**Фрагмент документа**
В 1929–1932 годах учился в Сорочинской школе колхозной молодежи (ШКМ). Очень трудное и неустойчивое для крестьян было это время — проходила массовая коллективизация, и прокатилась большая волна раскулачивания или, как тогда говорили, «ликвидация кулака как класса». Все это делалось поспешно, непродуманно. В кулаки попадали труженики, умевшие хорошо вести свое хозяйство, и даже «середняки», которые иногда получали название «подкулачника». По этой причине мой отец всегда напоминал, чтобы в анкетах и автобиографиях я писал не просто «середняк», а «маломощный середняк». В плохо организованных колхозах лошади от бескормицы дохли, резко упал уровень жизни крестьян, да и всего населения страны. Понимал это и ее руководитель Иосиф Сталин, написавший тогда статью «Головокружение от успехов». Все это произошло потому, что во главе хозяйств на селе в основном стояли крестьяне-бедняки, не умевшие вести даже свои хозяйства.
Учась в ШКМ, иногда, во время перемен, сидел на заборе школы с другими учениками, высматривавшими своих отцов в толпах раскулаченных, которых вели на железнодорожную станцию для отправки на рудники Северного Урала. До сих пор перед глазами широкая грязная дорога и толпы «кулаков» в лаптях и зипунах — кормильцев государства. Кстати в «кулаках» оказались братья моей мамы — честнейшие труженики, никогда не имевшие наемных работников.
Вспоминаю Андрюшу Воропаева — моего друга, односельчанина и одноклассника, самого способного ученика в нашем классе. Его отец погиб на фронте, мать умерла при раскулачивании. Андрей жил с дедушкой в подвале «раскулаченного» дома. Вернувшись из ссылки по болезни, дед оказался под угрозой новой ссылки. На заборе мы иногда сидели вместе с Андрюшей.
Помню «бригадный» метод обучения. Это было в ШКМ. Учебный класс поделили на бригады. Бригадиром одной из них был избран я. Случилось так, что одну из бригад возглавил также Конарев — мой троюродный брат (внук брата моего дедушки, который жил на хуторе «Березовка» — километрах в пяти от моей «Голубовки»). О прочитанном и изученном по учебнику обычно отчитывался бригадир за всю бригаду. Помню, как вызывал нас учитель математики: «Конарев Березовский!» Или: «Конарев Голубовский! К доске!» Так что я уже давно «Конарев-Голубовский».

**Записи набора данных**
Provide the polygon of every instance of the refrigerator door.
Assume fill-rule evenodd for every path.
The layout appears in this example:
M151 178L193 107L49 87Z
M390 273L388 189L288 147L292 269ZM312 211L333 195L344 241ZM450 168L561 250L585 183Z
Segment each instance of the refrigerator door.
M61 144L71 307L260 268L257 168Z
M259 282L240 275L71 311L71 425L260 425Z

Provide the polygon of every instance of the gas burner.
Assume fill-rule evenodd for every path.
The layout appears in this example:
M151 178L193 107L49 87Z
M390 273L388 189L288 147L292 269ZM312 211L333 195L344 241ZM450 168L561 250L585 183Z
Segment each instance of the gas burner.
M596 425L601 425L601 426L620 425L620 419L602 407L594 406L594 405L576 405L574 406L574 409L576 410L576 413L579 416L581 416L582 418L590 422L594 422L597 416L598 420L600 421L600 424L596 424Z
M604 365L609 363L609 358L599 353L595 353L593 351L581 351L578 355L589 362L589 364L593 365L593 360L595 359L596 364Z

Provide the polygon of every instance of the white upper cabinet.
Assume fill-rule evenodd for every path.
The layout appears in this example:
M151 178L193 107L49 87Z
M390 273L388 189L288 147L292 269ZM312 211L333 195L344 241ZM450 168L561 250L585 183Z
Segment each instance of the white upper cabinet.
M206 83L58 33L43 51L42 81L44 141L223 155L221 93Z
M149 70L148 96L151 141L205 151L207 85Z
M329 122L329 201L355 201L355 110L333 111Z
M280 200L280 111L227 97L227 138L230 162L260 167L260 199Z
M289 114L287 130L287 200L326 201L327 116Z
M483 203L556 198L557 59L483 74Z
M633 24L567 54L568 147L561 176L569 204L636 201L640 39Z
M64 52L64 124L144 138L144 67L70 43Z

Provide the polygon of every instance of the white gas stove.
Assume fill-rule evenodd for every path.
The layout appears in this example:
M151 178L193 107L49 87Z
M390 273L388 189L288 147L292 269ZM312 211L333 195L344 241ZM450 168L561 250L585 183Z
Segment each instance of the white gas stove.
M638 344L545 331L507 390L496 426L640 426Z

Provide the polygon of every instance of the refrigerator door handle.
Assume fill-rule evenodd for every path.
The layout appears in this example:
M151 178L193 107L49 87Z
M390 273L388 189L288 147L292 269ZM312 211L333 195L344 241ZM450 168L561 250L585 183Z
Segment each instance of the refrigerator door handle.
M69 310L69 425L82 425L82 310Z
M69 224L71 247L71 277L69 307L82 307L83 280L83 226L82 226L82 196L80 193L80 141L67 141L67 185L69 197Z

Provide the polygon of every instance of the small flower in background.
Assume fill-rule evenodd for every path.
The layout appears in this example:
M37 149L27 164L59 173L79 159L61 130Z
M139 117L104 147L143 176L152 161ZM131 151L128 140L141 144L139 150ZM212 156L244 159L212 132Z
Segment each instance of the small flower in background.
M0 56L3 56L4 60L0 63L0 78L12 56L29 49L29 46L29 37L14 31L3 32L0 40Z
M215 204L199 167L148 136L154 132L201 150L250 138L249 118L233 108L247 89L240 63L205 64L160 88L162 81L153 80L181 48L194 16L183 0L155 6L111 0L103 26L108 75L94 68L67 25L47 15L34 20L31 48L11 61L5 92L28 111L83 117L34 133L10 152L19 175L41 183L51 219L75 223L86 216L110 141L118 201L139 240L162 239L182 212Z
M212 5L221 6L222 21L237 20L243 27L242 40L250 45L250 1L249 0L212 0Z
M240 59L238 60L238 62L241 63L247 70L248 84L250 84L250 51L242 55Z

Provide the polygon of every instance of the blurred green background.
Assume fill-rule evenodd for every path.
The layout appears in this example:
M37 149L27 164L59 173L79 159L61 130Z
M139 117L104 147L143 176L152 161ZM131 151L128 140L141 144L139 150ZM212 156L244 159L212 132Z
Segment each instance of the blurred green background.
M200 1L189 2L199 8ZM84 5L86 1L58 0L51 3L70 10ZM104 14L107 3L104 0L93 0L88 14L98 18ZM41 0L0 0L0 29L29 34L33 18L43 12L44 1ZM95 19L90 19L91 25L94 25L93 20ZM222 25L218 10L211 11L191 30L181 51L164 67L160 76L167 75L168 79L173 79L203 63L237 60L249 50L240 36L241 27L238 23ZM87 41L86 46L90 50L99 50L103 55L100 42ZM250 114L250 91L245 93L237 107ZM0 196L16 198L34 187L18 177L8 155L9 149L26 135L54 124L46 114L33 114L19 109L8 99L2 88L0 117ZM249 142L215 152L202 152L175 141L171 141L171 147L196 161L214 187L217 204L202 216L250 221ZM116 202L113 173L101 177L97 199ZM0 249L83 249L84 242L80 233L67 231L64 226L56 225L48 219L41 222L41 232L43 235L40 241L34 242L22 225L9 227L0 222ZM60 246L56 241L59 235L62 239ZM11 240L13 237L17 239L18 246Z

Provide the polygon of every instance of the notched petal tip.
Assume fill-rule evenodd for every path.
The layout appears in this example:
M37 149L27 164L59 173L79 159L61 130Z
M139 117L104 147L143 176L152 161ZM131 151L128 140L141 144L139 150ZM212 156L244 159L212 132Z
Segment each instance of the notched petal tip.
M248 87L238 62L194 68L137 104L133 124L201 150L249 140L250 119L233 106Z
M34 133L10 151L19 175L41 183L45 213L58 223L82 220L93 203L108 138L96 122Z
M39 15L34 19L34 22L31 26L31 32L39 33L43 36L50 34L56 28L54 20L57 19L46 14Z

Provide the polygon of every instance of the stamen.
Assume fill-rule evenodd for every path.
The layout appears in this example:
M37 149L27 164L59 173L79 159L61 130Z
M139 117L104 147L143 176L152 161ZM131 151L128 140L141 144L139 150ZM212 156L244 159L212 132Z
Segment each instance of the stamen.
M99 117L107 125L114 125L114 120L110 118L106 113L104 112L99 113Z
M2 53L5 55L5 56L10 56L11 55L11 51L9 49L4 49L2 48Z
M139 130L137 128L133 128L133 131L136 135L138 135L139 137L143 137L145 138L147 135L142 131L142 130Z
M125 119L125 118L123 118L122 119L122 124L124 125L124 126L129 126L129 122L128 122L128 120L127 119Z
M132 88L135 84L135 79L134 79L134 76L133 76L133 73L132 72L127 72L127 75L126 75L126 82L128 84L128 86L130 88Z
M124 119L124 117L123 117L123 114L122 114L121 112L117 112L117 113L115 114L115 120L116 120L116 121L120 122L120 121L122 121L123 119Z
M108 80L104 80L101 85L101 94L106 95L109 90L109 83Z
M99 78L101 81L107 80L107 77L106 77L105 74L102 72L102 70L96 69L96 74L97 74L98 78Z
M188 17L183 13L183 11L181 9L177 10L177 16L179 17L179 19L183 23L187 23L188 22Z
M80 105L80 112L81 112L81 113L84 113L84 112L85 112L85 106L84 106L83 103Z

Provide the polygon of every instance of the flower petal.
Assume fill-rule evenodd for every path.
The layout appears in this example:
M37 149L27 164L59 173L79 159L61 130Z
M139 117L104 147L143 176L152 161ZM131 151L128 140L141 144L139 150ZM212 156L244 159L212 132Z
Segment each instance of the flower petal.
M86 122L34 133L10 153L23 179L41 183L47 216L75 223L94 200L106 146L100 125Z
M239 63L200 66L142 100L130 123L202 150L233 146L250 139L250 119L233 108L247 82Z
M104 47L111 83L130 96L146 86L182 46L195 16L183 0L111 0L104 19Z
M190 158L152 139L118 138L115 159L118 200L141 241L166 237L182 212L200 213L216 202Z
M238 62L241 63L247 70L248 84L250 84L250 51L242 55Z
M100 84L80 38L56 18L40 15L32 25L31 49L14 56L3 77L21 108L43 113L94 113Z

**Ваше задание**
Ответьте на вопросы по фрагменту воспоминаний, приведенному выше.
1. В какой школе и в какие годы учился автор?
2. Куда отправляли раскулаченных, которых вели на железнодорожную станцию?
3. Где жил Андрей Воропаев вместе с дедушкой?

**Готовое упражнение**
1. В Сорочинской школе колхозной молодежи (ШКМ), в 1929–1932 годах.
2. На рудники Северного Урала.
3. В подвале «раскулаченного» дома.